_Task objective_
Tally the lines in the records below that include the string "brick". Reply with the number alone.

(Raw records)
>>>

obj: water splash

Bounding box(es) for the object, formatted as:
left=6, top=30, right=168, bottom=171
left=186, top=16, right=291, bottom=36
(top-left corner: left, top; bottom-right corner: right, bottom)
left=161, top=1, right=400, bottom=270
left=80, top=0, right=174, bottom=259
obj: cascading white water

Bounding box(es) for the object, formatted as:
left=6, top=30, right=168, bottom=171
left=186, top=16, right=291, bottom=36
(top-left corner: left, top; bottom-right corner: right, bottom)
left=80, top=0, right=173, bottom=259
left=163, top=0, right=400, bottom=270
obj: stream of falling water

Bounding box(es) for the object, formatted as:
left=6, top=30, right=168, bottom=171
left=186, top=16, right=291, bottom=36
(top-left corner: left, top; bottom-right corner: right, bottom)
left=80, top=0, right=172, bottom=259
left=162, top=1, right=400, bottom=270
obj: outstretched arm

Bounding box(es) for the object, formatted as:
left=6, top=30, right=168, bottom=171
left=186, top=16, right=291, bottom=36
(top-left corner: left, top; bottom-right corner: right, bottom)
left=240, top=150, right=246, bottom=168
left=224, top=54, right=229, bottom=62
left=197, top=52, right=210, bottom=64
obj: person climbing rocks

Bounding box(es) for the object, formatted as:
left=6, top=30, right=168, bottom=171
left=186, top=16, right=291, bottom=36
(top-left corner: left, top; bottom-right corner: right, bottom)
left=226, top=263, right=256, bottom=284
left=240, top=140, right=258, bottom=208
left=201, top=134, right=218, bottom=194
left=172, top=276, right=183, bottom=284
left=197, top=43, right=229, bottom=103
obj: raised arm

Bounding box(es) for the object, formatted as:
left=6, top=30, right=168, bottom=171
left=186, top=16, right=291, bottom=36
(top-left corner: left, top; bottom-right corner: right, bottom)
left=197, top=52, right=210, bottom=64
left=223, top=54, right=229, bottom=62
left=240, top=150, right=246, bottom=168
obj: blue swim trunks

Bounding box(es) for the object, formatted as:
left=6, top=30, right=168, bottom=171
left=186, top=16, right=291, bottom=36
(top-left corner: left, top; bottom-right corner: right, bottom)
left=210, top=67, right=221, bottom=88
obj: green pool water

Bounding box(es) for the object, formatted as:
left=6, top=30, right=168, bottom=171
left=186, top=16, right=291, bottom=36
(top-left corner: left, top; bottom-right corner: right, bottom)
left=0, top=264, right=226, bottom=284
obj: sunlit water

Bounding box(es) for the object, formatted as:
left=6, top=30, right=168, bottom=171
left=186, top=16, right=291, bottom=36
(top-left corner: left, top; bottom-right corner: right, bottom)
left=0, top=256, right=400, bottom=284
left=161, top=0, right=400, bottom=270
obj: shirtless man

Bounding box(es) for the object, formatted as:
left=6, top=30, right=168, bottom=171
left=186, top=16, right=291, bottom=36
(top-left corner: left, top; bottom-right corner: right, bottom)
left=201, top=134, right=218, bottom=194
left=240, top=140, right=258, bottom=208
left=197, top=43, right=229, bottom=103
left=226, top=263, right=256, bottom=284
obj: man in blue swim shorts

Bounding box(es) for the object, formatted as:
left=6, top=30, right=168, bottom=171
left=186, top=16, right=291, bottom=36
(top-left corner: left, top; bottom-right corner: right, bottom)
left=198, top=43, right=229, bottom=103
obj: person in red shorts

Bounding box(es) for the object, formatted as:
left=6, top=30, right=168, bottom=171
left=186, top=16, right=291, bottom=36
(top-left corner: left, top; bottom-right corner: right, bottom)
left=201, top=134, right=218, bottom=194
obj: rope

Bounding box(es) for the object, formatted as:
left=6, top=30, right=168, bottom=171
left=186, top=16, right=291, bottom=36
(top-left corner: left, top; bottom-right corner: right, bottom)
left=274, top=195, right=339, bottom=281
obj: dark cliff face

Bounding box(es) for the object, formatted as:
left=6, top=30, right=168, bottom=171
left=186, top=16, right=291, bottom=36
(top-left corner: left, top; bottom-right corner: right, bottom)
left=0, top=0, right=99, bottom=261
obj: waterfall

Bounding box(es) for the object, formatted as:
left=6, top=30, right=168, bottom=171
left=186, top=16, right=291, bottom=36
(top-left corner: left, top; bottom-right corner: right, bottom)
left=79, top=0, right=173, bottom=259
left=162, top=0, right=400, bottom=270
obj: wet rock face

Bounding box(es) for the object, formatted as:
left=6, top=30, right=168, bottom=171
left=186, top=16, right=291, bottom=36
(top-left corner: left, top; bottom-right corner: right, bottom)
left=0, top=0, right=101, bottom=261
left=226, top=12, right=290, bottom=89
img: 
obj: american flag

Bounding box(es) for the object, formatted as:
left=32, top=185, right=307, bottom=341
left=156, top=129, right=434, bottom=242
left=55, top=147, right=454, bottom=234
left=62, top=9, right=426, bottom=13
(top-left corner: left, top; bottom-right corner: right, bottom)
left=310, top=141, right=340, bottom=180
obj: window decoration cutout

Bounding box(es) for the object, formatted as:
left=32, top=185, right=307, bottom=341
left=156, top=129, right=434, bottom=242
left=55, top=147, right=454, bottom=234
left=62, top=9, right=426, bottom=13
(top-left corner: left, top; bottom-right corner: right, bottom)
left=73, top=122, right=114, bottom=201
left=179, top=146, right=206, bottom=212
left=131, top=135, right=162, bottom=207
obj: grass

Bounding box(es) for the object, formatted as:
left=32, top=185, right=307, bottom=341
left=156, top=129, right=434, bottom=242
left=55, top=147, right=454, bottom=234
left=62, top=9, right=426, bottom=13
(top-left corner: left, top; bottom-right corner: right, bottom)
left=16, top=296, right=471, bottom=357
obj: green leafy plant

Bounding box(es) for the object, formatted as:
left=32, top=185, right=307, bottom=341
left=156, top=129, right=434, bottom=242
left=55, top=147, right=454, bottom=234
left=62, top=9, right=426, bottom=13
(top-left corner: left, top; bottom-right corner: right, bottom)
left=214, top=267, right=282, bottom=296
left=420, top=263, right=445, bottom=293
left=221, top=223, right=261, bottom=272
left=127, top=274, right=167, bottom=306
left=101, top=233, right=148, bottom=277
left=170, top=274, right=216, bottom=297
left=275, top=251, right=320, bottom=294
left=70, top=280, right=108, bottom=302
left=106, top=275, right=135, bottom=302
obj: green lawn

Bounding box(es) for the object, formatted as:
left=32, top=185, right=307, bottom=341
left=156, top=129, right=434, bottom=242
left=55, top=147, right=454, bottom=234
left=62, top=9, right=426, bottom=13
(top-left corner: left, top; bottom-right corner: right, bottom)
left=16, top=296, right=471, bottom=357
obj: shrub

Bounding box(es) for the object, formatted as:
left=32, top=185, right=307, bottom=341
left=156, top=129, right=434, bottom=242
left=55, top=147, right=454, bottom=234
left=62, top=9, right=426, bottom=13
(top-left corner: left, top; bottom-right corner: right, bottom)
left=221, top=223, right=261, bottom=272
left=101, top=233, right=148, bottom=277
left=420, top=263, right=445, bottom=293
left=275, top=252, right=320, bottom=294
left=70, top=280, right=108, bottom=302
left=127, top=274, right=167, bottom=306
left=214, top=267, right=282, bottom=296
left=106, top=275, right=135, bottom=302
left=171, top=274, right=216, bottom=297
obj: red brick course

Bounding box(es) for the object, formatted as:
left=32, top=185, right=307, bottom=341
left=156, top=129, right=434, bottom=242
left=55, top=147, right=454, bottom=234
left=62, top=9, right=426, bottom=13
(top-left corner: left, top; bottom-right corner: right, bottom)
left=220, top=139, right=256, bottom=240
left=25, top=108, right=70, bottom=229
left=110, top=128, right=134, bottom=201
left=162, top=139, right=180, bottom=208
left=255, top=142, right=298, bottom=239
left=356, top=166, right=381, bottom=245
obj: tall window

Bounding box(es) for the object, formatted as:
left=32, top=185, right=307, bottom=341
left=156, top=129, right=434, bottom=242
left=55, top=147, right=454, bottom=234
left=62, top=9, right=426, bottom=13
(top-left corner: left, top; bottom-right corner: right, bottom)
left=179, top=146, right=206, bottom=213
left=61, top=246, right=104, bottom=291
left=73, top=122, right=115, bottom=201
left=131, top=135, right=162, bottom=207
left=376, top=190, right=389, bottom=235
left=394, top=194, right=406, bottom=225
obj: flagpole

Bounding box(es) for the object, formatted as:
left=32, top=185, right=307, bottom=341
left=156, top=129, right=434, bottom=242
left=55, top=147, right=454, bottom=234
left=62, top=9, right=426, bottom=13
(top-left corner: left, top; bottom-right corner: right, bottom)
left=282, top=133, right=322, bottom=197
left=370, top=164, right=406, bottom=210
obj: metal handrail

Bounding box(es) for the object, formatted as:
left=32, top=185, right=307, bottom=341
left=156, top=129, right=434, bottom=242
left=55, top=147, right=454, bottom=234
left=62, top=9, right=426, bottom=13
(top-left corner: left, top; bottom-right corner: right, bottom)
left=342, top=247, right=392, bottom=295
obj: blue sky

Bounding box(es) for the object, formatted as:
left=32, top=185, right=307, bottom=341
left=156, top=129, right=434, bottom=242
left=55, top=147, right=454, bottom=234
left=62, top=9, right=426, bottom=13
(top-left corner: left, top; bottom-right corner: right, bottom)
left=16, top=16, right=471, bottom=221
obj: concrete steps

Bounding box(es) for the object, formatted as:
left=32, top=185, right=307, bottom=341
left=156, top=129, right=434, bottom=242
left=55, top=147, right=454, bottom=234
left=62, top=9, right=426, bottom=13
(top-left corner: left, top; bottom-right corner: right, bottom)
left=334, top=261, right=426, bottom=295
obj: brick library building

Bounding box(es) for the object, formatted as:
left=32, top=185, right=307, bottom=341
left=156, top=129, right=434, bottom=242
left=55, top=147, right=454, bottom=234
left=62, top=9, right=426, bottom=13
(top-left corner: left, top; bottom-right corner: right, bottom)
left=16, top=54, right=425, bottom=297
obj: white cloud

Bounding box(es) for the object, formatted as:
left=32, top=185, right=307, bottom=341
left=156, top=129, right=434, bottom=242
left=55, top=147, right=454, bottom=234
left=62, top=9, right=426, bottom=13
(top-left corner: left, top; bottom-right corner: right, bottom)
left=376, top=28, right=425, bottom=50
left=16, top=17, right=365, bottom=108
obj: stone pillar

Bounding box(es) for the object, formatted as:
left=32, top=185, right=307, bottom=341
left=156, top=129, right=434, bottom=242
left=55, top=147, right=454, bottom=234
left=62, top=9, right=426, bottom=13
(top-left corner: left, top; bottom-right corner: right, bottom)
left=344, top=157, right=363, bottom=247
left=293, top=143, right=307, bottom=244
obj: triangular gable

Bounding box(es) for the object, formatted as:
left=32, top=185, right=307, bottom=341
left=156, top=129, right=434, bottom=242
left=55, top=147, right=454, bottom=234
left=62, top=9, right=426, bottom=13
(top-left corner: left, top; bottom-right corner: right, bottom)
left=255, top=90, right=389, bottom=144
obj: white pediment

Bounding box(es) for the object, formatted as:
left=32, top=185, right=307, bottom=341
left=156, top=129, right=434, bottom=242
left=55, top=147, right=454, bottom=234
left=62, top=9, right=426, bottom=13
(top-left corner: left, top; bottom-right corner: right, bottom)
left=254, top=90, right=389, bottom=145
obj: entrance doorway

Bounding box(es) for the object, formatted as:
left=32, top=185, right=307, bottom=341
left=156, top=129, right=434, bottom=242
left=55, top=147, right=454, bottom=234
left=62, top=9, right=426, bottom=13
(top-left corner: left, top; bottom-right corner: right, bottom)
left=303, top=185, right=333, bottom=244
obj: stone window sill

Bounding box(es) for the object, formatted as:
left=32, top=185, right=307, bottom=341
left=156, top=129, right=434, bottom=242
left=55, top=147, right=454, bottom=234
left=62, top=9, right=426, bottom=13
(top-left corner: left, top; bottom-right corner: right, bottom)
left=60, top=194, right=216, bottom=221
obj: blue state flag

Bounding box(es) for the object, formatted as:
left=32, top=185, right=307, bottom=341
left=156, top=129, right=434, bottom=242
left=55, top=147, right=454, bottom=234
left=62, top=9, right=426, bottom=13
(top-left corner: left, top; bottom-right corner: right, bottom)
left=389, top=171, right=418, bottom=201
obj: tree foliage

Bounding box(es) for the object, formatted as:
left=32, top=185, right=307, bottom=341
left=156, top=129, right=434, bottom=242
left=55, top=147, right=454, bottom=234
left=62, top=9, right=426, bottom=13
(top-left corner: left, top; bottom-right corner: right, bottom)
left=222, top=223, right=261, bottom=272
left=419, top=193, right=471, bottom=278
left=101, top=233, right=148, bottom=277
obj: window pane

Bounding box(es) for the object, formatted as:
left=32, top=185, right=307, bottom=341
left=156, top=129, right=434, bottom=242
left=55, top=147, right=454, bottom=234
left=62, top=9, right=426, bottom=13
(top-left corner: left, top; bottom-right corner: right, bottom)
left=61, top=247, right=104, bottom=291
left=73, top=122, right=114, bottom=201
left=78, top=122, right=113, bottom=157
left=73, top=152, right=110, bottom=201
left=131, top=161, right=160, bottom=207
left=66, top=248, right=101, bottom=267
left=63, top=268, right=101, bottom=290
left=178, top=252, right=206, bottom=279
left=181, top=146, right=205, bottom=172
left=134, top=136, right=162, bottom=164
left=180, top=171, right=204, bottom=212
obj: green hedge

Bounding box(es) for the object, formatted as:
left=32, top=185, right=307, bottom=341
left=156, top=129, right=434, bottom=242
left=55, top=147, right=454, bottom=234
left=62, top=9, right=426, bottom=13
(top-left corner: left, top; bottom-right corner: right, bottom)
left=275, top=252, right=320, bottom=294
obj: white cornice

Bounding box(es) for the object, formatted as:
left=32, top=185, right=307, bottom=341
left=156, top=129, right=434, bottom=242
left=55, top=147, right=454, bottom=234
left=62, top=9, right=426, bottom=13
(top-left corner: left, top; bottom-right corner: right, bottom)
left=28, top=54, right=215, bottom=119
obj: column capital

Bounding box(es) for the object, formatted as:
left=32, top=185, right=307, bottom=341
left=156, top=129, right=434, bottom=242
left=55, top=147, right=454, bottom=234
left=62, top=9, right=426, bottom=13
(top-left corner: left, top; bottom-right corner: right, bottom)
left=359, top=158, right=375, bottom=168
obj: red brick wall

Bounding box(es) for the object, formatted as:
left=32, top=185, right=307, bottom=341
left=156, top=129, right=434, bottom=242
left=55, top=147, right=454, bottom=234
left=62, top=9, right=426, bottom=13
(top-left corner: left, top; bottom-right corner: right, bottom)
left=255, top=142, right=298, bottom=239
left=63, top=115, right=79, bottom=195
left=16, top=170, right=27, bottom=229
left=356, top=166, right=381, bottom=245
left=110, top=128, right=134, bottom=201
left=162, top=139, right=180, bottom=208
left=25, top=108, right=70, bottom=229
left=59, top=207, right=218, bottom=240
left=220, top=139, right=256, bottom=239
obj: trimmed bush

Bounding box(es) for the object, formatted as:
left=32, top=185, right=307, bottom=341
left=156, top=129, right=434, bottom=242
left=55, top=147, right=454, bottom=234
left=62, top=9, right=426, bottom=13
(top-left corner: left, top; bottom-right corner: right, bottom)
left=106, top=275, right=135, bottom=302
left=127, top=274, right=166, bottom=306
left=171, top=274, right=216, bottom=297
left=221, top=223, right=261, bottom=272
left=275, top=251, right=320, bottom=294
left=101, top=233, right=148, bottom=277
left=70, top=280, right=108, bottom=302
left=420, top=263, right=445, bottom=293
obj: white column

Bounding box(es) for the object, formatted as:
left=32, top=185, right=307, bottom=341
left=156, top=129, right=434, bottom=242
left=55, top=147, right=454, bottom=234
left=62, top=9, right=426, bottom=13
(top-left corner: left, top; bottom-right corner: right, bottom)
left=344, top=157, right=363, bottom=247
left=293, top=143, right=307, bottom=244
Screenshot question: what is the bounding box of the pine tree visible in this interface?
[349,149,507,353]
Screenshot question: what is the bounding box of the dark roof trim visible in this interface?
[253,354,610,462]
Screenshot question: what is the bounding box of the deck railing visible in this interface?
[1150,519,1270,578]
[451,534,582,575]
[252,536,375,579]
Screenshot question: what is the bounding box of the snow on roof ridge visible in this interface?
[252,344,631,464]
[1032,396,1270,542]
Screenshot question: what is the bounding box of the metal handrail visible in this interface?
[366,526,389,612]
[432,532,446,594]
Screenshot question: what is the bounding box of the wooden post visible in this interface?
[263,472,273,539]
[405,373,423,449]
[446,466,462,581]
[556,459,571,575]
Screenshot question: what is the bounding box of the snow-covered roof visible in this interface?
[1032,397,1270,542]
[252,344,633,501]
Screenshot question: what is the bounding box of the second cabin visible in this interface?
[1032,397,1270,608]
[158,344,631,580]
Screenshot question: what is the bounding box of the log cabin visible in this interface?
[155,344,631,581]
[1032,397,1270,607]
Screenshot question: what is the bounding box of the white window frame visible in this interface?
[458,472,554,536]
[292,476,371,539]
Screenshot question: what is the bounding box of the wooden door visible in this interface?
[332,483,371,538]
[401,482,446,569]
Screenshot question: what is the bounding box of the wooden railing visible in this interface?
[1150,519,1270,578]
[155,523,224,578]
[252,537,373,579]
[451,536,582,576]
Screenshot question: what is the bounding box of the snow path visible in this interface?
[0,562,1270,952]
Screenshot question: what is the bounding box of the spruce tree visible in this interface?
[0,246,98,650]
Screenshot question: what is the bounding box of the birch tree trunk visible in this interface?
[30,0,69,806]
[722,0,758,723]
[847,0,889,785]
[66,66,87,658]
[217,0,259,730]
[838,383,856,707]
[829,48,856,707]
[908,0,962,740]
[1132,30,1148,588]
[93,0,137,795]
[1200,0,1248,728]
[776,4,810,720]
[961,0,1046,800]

<<<

_Solution for this problem_
3